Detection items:

◆ ◆ ◆ ◆ ◆

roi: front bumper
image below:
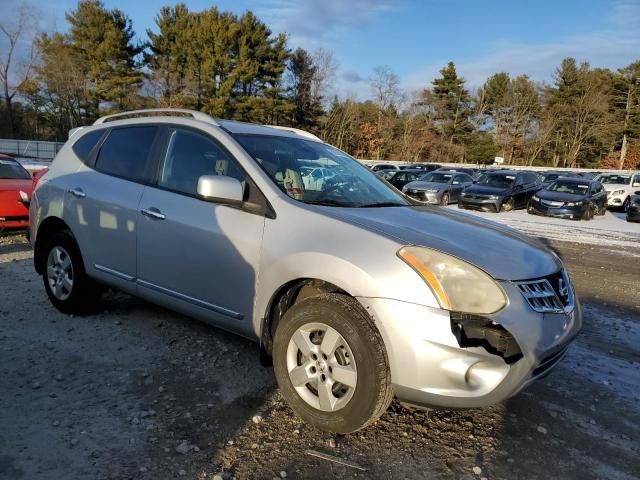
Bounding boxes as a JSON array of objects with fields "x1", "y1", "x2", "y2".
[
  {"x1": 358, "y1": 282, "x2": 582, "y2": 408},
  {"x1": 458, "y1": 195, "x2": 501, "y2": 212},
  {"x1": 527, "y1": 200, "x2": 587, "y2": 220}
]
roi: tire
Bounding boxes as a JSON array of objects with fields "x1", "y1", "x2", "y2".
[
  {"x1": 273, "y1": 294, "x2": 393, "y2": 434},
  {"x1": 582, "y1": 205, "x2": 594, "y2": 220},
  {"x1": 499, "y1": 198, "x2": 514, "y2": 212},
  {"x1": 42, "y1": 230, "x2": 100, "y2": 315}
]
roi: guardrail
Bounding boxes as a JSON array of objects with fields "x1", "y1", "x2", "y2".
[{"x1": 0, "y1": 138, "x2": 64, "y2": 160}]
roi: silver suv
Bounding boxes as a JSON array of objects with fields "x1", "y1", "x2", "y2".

◆ ◆ ◆ ◆ ◆

Work to complete:
Starting with the line that contains "roi: guardrail" and continuing through the end of the items, write those lines out again, swapping "silver suv" for "white pickup" and leaving everything else unchanged.

Solution to this task:
roi: guardrail
Bounding boxes as a JSON array of objects with fields "x1", "y1", "x2", "y2".
[{"x1": 0, "y1": 138, "x2": 64, "y2": 160}]
roi: white pickup
Bounding boxes as a JSON array of objects with fields "x1", "y1", "x2", "y2".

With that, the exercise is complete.